## start Material for this task

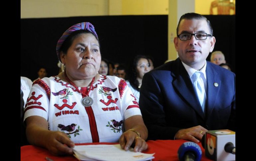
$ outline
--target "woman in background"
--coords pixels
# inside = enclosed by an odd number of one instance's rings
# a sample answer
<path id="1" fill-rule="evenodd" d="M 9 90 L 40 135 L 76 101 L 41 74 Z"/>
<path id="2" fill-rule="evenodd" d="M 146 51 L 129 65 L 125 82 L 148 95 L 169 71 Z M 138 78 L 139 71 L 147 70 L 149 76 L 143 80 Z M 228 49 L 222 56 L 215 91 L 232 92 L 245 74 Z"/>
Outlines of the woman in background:
<path id="1" fill-rule="evenodd" d="M 138 102 L 142 78 L 145 73 L 150 71 L 150 66 L 149 59 L 145 55 L 139 55 L 133 59 L 131 71 L 126 83 L 132 90 Z"/>

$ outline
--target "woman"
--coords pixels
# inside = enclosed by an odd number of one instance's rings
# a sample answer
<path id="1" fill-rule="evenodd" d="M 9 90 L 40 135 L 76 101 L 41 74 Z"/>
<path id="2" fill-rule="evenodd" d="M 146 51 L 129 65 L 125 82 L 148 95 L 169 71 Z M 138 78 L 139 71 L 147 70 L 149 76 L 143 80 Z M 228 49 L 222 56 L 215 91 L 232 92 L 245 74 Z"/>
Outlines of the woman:
<path id="1" fill-rule="evenodd" d="M 131 71 L 126 83 L 131 89 L 138 102 L 142 78 L 145 73 L 150 70 L 150 65 L 146 56 L 139 55 L 133 59 Z"/>
<path id="2" fill-rule="evenodd" d="M 58 41 L 58 76 L 37 81 L 25 106 L 29 142 L 55 154 L 72 154 L 74 143 L 117 142 L 146 149 L 148 131 L 125 82 L 97 74 L 98 36 L 89 22 L 71 26 Z M 49 129 L 50 130 L 48 130 Z"/>
<path id="3" fill-rule="evenodd" d="M 105 59 L 101 59 L 99 74 L 102 75 L 108 75 L 108 61 Z"/>

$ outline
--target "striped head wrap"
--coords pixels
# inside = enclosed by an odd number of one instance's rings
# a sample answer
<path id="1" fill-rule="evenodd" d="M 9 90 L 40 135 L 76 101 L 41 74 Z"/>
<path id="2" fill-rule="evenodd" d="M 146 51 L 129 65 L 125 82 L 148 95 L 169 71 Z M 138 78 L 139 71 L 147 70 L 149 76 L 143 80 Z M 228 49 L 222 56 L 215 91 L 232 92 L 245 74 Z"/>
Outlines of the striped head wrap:
<path id="1" fill-rule="evenodd" d="M 99 40 L 98 36 L 97 35 L 97 33 L 96 33 L 96 32 L 95 31 L 93 25 L 89 22 L 82 22 L 73 25 L 63 33 L 62 36 L 60 38 L 60 39 L 58 41 L 58 42 L 57 43 L 56 51 L 57 52 L 57 56 L 58 56 L 58 58 L 61 62 L 61 59 L 60 55 L 60 49 L 61 48 L 62 44 L 63 43 L 63 42 L 68 37 L 72 32 L 77 30 L 88 30 L 91 32 L 95 36 L 96 39 L 98 40 Z"/>

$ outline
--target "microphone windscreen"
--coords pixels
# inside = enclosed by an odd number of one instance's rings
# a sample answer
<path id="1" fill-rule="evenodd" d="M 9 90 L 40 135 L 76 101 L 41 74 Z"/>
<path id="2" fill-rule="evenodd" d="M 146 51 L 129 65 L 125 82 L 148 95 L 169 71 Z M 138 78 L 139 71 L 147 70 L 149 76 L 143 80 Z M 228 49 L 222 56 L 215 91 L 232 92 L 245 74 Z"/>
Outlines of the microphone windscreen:
<path id="1" fill-rule="evenodd" d="M 180 160 L 184 160 L 186 155 L 189 153 L 192 154 L 195 156 L 195 161 L 201 160 L 202 150 L 198 144 L 190 141 L 183 143 L 178 150 L 178 156 Z"/>

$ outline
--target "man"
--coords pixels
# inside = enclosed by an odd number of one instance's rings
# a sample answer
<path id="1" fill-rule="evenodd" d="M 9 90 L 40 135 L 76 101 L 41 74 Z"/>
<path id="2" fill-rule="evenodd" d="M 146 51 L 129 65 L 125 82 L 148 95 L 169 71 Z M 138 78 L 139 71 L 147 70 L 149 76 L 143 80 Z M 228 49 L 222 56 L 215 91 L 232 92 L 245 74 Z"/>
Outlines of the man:
<path id="1" fill-rule="evenodd" d="M 211 62 L 218 65 L 226 63 L 224 54 L 220 51 L 212 52 L 211 54 Z"/>
<path id="2" fill-rule="evenodd" d="M 174 40 L 179 57 L 144 75 L 139 104 L 148 139 L 198 143 L 207 130 L 235 130 L 235 75 L 206 60 L 212 33 L 205 17 L 185 14 Z"/>

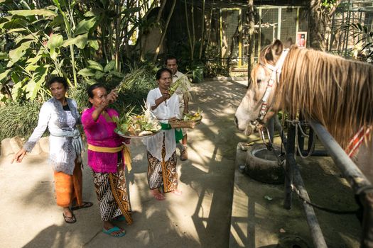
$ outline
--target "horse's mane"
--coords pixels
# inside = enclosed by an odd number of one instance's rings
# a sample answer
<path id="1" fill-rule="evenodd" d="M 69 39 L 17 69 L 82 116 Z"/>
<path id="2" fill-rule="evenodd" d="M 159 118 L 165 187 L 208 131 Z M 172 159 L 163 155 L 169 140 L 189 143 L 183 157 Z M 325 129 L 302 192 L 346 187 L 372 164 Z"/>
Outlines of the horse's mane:
<path id="1" fill-rule="evenodd" d="M 373 123 L 373 65 L 292 47 L 280 79 L 280 106 L 325 125 L 342 147 Z"/>

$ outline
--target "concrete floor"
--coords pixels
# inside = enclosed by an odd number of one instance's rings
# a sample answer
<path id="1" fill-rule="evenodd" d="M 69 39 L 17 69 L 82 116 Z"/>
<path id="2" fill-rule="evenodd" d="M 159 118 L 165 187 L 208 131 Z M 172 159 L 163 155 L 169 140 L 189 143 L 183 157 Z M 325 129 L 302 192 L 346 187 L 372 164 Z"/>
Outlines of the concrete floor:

## end Material for this task

Directions for this task:
Convert the lines of all the items above into a single numbered list, one line per entry, dropping the blank lines and leaving out the pictures.

Answer for the task:
1. $ outline
2. --target "woman in background"
3. --coords pixels
4. # inside = enclosed by an odd number of one instance's rings
5. # a sample answer
6. <path id="1" fill-rule="evenodd" d="M 9 90 L 40 135 L 76 101 L 41 74 Z"/>
7. <path id="2" fill-rule="evenodd" d="M 146 51 L 129 65 L 125 82 L 148 95 L 169 71 Z M 138 78 L 139 71 L 147 70 L 149 76 L 143 80 Z M 228 49 L 222 56 L 215 91 L 232 92 L 245 74 Z"/>
8. Outlines of the woman in background:
9. <path id="1" fill-rule="evenodd" d="M 138 102 L 142 78 L 145 73 L 150 71 L 150 66 L 149 59 L 145 55 L 139 55 L 133 59 L 131 71 L 126 83 L 132 90 Z"/>
10. $ outline
11. --target "woman"
12. --coords pixels
13. # inside = enclosed by an odd number of one instance's rings
14. # a sample answer
15. <path id="1" fill-rule="evenodd" d="M 9 90 L 40 135 L 76 101 L 41 74 Z"/>
16. <path id="2" fill-rule="evenodd" d="M 146 51 L 129 65 L 125 82 L 148 95 L 169 71 Z M 138 78 L 139 71 L 147 70 L 149 76 L 143 80 Z M 228 49 L 222 56 L 215 91 L 232 92 L 245 74 Z"/>
17. Outlines of the woman:
18. <path id="1" fill-rule="evenodd" d="M 131 71 L 126 83 L 131 89 L 138 102 L 142 78 L 145 73 L 150 70 L 150 65 L 146 56 L 139 55 L 133 59 Z"/>
19. <path id="2" fill-rule="evenodd" d="M 58 41 L 58 76 L 37 81 L 25 106 L 29 142 L 55 154 L 72 154 L 74 143 L 117 142 L 146 149 L 148 131 L 125 82 L 97 74 L 98 36 L 89 22 L 71 26 Z M 49 129 L 50 130 L 48 130 Z"/>
20. <path id="3" fill-rule="evenodd" d="M 105 59 L 101 59 L 99 74 L 102 75 L 108 75 L 108 61 Z"/>
21. $ outline
22. --target "striped head wrap"
23. --coords pixels
24. # inside = enclosed by an odd number of one instance's rings
25. # a sample answer
26. <path id="1" fill-rule="evenodd" d="M 9 90 L 40 135 L 76 101 L 41 74 Z"/>
27. <path id="2" fill-rule="evenodd" d="M 146 51 L 129 65 L 125 82 L 148 95 L 169 71 Z M 138 78 L 139 71 L 147 70 L 149 76 L 143 80 Z M 228 49 L 222 56 L 215 91 L 232 92 L 245 74 Z"/>
28. Outlines of the striped head wrap:
29. <path id="1" fill-rule="evenodd" d="M 99 40 L 98 36 L 97 35 L 97 33 L 96 33 L 96 32 L 95 31 L 93 25 L 89 22 L 82 22 L 73 25 L 63 33 L 62 36 L 60 38 L 60 39 L 58 41 L 58 42 L 57 43 L 56 51 L 57 52 L 57 56 L 58 56 L 58 58 L 61 62 L 61 59 L 60 55 L 60 49 L 61 48 L 62 44 L 63 43 L 63 42 L 68 37 L 72 32 L 77 30 L 88 30 L 91 32 L 95 36 L 96 39 L 98 40 Z"/>
30. $ outline
31. --target "microphone windscreen"
32. --coords pixels
33. # inside = enclosed by an odd number of one instance's rings
34. # a sample answer
35. <path id="1" fill-rule="evenodd" d="M 9 90 L 40 135 L 76 101 L 41 74 Z"/>
36. <path id="2" fill-rule="evenodd" d="M 146 51 L 129 65 L 125 82 L 148 95 L 169 71 Z M 138 78 L 139 71 L 147 70 L 149 76 L 143 80 Z M 228 49 L 222 56 L 215 91 L 232 92 L 245 74 Z"/>
37. Outlines of the microphone windscreen:
38. <path id="1" fill-rule="evenodd" d="M 180 160 L 184 160 L 186 155 L 189 153 L 192 154 L 195 156 L 195 161 L 201 160 L 202 150 L 198 144 L 190 141 L 183 143 L 178 150 L 178 156 Z"/>
39. $ outline
40. --target "man"
41. --coords pixels
42. # inside = enclosed by an odd number of one instance's rings
43. # a sample answer
44. <path id="1" fill-rule="evenodd" d="M 9 90 L 40 135 L 76 101 L 41 74 Z"/>
45. <path id="2" fill-rule="evenodd" d="M 146 51 L 129 65 L 125 82 L 148 95 L 169 71 Z M 138 78 L 139 71 L 147 70 L 149 76 L 143 80 Z M 228 49 L 222 56 L 215 91 L 232 92 L 245 74 Z"/>
46. Outlines of the man:
47. <path id="1" fill-rule="evenodd" d="M 211 62 L 218 65 L 226 63 L 224 54 L 220 51 L 212 52 L 211 54 Z"/>
48. <path id="2" fill-rule="evenodd" d="M 174 40 L 179 57 L 144 75 L 139 104 L 148 139 L 198 143 L 207 130 L 235 130 L 235 75 L 206 60 L 212 33 L 205 17 L 185 14 Z"/>
49. $ outline
50. --target "horse's mane"
51. --coords pixels
52. # inside = enclosed by an odd number of one instance's rings
53. # a sample answer
54. <path id="1" fill-rule="evenodd" d="M 69 39 L 17 69 L 82 116 Z"/>
55. <path id="2" fill-rule="evenodd" d="M 159 118 L 165 187 L 208 131 Z M 172 159 L 163 155 L 169 140 L 189 143 L 183 157 Z M 325 129 L 302 192 L 346 187 L 372 164 Z"/>
56. Outlines of the horse's mane:
57. <path id="1" fill-rule="evenodd" d="M 373 123 L 373 65 L 292 47 L 280 79 L 280 106 L 325 125 L 342 147 Z"/>
58. $ outline
59. --target "concrete floor"
60. --coords pixels
61. # inside = enclosed by an odd number of one instance's rings
62. # a sample answer
63. <path id="1" fill-rule="evenodd" d="M 69 39 L 17 69 L 82 116 Z"/>
64. <path id="2" fill-rule="evenodd" d="M 159 118 L 165 187 L 208 131 Z M 172 159 L 163 155 L 169 140 L 189 143 L 183 157 Z M 325 129 L 302 192 L 346 187 L 372 164 Z"/>
65. Outlines of the concrete floor:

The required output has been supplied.